**Exercise details**
Scan the records for "face". Report each line that includes it.

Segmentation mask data
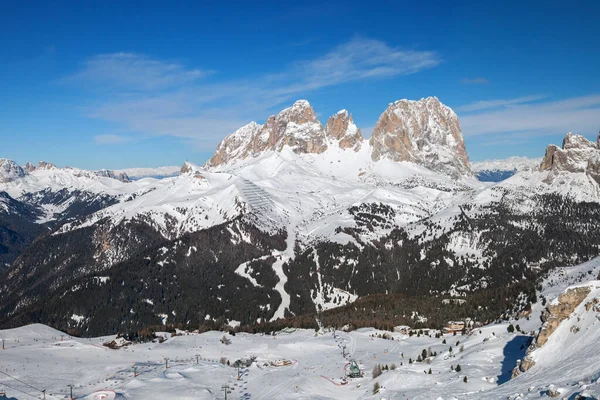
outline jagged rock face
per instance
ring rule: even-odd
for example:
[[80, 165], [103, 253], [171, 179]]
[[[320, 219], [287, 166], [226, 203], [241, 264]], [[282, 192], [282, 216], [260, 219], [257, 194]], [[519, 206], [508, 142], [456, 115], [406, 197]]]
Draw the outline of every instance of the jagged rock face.
[[[230, 160], [245, 159], [252, 151], [252, 142], [261, 130], [261, 125], [252, 121], [227, 136], [212, 156], [209, 165], [216, 166]], [[185, 165], [184, 165], [185, 166]]]
[[16, 162], [0, 158], [0, 182], [12, 182], [27, 175]]
[[129, 179], [129, 177], [127, 176], [127, 174], [125, 172], [115, 174], [115, 171], [103, 169], [100, 171], [96, 171], [95, 173], [97, 176], [103, 176], [105, 178], [112, 178], [112, 179], [116, 179], [121, 182], [131, 182], [131, 180]]
[[[281, 151], [290, 146], [296, 153], [322, 153], [327, 150], [325, 133], [308, 101], [299, 100], [275, 117], [269, 118], [258, 136], [257, 150], [266, 143]], [[265, 139], [267, 139], [265, 141]]]
[[558, 325], [569, 318], [575, 308], [581, 304], [581, 302], [590, 293], [590, 288], [587, 286], [574, 288], [562, 293], [558, 296], [557, 304], [550, 304], [546, 307], [546, 310], [542, 313], [542, 321], [544, 325], [537, 337], [537, 346], [543, 346], [550, 335], [556, 330]]
[[[540, 170], [585, 172], [600, 183], [600, 136], [593, 143], [581, 135], [567, 133], [562, 147], [551, 144], [546, 148]], [[548, 179], [552, 180], [552, 176]]]
[[269, 117], [264, 125], [251, 122], [219, 145], [207, 165], [216, 167], [234, 160], [257, 156], [265, 151], [281, 151], [289, 146], [296, 153], [322, 153], [327, 150], [323, 126], [306, 100]]
[[399, 100], [379, 117], [370, 144], [374, 161], [411, 161], [451, 176], [472, 175], [458, 117], [437, 98]]
[[346, 110], [338, 111], [329, 118], [325, 125], [325, 134], [328, 138], [337, 140], [342, 149], [358, 151], [363, 141], [362, 133], [354, 123], [352, 114]]
[[179, 170], [179, 175], [193, 175], [197, 179], [206, 179], [204, 175], [202, 175], [202, 173], [198, 170], [198, 167], [187, 161], [184, 162], [181, 166], [181, 170]]
[[28, 161], [25, 163], [25, 167], [23, 169], [27, 172], [33, 172], [33, 171], [35, 171], [35, 165], [33, 165], [32, 163], [30, 163]]
[[[579, 306], [590, 294], [590, 291], [591, 289], [589, 286], [569, 289], [558, 296], [558, 301], [553, 302], [546, 307], [541, 315], [542, 322], [544, 324], [542, 325], [542, 328], [540, 329], [535, 341], [533, 341], [527, 349], [527, 355], [525, 358], [521, 362], [517, 363], [517, 366], [513, 369], [512, 378], [520, 375], [523, 372], [526, 372], [535, 365], [535, 361], [533, 361], [530, 356], [531, 353], [546, 344], [550, 338], [550, 335], [554, 333], [562, 321], [571, 316], [577, 306]], [[589, 308], [591, 308], [591, 306], [588, 307], [586, 304], [587, 311], [589, 311]]]
[[51, 170], [51, 169], [56, 169], [56, 165], [52, 164], [52, 163], [47, 163], [46, 161], [40, 161], [38, 163], [38, 166], [36, 168], [36, 170]]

**Task output**
outline jagged rock face
Draw the outline of every instance of the jagged rock face.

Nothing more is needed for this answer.